------ DATASET RECORDS

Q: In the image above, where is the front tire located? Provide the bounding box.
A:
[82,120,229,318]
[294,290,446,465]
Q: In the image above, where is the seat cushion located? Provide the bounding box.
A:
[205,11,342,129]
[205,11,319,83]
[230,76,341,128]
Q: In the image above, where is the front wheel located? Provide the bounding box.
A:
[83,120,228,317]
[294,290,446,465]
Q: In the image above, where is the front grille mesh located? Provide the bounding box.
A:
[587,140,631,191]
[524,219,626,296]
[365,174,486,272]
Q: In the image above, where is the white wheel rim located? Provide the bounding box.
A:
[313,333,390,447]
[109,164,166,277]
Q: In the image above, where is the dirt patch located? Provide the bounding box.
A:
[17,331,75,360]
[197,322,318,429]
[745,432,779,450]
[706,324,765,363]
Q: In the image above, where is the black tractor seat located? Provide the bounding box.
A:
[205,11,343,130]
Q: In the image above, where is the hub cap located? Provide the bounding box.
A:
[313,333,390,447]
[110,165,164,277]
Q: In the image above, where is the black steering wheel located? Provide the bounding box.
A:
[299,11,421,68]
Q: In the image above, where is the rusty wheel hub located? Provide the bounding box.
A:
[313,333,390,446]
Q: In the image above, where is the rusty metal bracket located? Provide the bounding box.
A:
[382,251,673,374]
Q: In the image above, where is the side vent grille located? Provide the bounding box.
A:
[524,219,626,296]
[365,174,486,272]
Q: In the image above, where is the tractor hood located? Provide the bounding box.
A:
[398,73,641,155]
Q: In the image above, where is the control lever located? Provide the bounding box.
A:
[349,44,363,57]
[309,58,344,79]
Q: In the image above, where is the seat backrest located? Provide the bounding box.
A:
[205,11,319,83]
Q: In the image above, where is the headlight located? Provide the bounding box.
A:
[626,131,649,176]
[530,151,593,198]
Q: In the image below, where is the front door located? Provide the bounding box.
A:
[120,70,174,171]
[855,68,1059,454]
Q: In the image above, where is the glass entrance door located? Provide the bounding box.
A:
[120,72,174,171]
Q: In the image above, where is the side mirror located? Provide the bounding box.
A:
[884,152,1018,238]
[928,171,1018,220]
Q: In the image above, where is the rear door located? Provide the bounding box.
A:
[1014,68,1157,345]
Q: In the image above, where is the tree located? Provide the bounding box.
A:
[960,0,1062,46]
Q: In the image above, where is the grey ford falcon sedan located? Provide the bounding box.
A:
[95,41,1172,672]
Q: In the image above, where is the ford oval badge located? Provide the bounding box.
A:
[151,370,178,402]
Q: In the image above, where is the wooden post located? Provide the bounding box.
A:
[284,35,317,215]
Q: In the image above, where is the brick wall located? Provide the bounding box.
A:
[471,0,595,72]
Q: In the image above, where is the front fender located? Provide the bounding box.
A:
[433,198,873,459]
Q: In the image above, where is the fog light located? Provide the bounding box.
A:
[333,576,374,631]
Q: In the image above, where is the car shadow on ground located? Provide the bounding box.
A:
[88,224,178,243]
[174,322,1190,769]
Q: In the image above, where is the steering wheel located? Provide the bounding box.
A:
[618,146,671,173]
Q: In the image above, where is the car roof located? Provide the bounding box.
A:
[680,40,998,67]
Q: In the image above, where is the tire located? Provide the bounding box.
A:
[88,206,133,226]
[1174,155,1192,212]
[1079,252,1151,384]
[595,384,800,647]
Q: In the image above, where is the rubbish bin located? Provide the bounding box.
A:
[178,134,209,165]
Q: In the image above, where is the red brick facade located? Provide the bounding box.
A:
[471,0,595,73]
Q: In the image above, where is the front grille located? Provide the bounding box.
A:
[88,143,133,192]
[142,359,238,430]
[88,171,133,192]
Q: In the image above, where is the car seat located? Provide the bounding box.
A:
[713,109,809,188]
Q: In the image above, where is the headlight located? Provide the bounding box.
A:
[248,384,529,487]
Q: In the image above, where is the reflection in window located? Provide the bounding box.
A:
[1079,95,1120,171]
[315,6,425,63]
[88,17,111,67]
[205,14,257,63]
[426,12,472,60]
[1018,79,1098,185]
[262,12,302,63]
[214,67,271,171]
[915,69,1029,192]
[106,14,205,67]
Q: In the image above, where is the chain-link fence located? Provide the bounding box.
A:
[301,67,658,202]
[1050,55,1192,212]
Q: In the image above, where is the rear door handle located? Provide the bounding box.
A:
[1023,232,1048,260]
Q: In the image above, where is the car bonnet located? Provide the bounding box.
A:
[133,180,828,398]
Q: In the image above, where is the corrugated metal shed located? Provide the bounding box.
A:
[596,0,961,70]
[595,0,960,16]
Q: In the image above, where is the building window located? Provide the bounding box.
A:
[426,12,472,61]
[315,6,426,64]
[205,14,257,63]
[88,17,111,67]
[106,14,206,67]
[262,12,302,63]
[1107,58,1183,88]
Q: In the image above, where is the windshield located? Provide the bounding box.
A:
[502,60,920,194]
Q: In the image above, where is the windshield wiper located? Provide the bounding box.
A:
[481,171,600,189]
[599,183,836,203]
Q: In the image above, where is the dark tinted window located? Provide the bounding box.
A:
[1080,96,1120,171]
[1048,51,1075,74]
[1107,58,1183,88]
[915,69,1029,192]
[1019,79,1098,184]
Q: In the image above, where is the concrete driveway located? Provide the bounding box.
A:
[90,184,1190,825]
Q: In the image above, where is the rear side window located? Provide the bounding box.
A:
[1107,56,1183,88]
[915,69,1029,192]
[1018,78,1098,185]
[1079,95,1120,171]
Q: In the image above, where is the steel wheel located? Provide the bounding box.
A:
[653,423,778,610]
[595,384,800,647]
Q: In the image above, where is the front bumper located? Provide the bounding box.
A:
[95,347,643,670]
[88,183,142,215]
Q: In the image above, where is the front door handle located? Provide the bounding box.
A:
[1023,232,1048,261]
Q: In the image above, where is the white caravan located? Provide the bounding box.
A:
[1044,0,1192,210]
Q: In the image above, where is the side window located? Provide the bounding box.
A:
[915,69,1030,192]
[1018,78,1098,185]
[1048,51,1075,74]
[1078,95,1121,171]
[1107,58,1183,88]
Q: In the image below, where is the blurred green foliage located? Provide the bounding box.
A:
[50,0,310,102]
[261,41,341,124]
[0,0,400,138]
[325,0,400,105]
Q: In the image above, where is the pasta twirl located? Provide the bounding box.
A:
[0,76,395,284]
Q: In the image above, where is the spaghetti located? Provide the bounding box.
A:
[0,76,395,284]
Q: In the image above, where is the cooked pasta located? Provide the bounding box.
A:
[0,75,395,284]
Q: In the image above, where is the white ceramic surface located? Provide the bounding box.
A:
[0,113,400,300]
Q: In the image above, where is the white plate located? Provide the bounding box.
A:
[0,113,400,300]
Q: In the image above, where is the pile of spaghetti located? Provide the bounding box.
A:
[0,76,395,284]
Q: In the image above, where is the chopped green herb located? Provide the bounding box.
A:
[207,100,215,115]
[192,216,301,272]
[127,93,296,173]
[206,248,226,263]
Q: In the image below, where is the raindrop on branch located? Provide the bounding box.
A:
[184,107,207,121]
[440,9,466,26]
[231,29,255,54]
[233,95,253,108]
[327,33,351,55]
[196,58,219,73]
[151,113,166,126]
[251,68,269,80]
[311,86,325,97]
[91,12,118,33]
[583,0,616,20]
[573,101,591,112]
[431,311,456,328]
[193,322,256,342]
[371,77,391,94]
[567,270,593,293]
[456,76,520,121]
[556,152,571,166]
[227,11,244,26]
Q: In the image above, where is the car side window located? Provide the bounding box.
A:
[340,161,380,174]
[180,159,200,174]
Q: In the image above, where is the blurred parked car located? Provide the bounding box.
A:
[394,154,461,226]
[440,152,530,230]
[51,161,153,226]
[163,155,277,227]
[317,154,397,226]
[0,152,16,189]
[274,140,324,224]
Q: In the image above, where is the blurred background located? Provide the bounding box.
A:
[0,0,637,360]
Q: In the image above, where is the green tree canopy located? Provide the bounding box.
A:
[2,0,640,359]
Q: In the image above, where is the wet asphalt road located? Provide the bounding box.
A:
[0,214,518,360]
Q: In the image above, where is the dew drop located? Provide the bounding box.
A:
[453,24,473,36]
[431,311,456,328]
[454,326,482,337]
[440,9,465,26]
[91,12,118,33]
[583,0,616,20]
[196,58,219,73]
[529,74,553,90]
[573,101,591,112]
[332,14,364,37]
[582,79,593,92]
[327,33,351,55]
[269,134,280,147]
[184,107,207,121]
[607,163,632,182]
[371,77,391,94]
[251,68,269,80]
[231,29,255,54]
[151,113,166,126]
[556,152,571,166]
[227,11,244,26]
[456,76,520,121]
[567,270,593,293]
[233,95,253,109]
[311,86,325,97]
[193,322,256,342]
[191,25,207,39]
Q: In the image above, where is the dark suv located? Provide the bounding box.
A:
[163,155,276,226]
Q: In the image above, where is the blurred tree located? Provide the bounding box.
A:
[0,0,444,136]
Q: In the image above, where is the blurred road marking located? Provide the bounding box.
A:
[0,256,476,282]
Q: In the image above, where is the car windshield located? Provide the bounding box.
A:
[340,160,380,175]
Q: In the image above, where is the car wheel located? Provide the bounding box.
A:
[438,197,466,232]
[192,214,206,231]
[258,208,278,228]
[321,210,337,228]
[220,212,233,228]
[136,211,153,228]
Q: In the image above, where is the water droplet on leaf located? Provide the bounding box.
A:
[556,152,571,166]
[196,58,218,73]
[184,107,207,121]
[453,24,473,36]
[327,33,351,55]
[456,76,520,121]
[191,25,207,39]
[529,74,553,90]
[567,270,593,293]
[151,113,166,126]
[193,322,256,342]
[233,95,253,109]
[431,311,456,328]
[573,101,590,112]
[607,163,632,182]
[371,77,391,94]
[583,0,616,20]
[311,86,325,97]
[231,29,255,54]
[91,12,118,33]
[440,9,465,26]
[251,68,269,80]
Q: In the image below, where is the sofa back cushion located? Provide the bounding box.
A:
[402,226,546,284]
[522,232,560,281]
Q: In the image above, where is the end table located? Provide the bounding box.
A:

------------

EXERCISE INSTRUCTIONS:
Lay out the lines of the material above as a numbered list, omitting any blank lines. Begin at the line containing "Q: In the image above, where is the seat cushion" and stop after the line containing "[109,164,166,277]".

TASK OUTPUT:
1. Q: In the image above, where is the seat cushion located? Provide the bounding box.
2. A:
3. [205,11,342,129]
4. [205,11,319,83]
5. [230,76,341,128]
6. Q: In the image above, where is the front wheel located? Provide the bounding box.
7. A:
8. [83,120,228,317]
9. [294,290,446,465]
10. Q: In the image above, where is the front grille mesh located? Provide the bounding box.
11. A:
12. [587,140,631,191]
13. [524,219,626,296]
14. [365,174,486,272]
15. Q: In the image above, where is the white wheel rim located? Provide the bounding box.
16. A:
17. [313,333,390,447]
18. [109,164,166,277]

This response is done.